(Exercise goal): Copy every line of the data below exactly as given, except for the pictures.

Records to use Start Marker

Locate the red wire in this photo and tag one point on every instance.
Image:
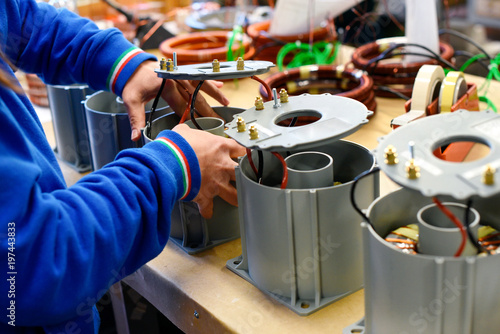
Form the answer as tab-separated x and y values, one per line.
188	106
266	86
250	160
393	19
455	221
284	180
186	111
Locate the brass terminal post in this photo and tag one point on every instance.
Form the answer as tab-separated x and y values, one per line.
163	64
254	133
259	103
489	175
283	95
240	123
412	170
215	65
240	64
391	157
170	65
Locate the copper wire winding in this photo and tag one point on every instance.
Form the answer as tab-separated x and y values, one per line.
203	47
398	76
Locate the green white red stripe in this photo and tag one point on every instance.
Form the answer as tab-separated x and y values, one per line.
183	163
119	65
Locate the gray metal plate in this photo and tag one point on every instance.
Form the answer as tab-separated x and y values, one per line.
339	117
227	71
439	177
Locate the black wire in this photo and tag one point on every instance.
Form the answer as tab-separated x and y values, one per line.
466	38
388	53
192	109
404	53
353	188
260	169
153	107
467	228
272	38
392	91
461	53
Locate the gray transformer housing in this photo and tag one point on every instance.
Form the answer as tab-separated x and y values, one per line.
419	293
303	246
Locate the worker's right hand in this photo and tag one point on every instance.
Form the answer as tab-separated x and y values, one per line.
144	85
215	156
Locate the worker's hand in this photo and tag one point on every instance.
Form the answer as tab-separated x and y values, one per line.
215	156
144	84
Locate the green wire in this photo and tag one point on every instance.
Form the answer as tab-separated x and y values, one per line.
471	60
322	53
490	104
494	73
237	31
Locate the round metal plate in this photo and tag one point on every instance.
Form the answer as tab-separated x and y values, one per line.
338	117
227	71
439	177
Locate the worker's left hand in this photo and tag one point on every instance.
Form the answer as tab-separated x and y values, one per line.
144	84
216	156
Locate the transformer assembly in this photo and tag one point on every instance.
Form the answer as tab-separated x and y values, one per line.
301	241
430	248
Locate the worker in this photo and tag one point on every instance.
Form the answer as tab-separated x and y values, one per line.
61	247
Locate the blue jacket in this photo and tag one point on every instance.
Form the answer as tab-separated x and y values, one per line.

Records to use End Marker

(Exercise result):
Locate the red wire in this photo and tag one point on every instance.
Image:
Form the answer as tab-separated x and y values, one per line.
188	106
266	86
250	160
393	19
455	221
284	180
186	111
Locate the brass terminal post in this photo and tag one point on every instance.
Form the answer as tab-separated x and y values, one per line.
163	64
254	133
259	103
489	175
283	95
240	123
412	170
215	65
240	64
391	157
170	65
Locate the copper wire winding in this photo and tag one point on every instance.
Form the answer as tab-separated x and y values, one per line.
203	47
398	76
Locate the green white red stripe in this photo and tag one point on every instance.
Form the answer as tab-separated x and y values, one per line.
183	163
119	65
Locate the gray metal plate in this photo and tag one point on every instance.
Form the answer as tab-separated x and y values, one per line.
339	117
227	71
439	177
Locate the black wire in this photo and tag one point on every instance.
Form the answer as tab-separated x and y values, one per line.
466	38
388	53
192	109
404	53
353	188
260	169
153	107
467	228
272	38
392	91
461	53
Locate the gray transformer housing in this photo and tag one point on every instance.
Form the answer as tab-separated x and y values, one per line.
419	293
303	246
Locate the worker's right hand in this photo and tag one point on every instance.
Form the answer as tab-separated x and y values, one per line.
144	85
215	156
Locate the worker's hand in this photo and tag one point on every instance.
Form the answer as tab-separated x and y values, one per line.
215	156
144	84
Locate the green wire in this photo and tag one point on every instance.
Form the answer as tab-separated x and y values, one per line.
471	60
322	53
490	104
494	73
237	31
Locate the round metal plate in this photo and tag one point on every instance.
Form the answer as tab-separated x and y values, one per line.
338	117
227	71
439	177
Locate the worker's left hand in this photo and tag one point on every instance.
Form the answer as tab-separated x and y values, one per line.
144	84
216	156
Locate the transformer assembly in this photo and tag one point on every instance.
Form the answer as tab-separated x and y values, one per line.
301	241
430	248
Locate the worker in this photo and tag one point on every instance.
Form the answer as tab-separated x and y values, one per line.
61	247
Locate the blue jacket in this photo and tag one point on every instance.
Form the answer as tab-separated x and y values, one per line.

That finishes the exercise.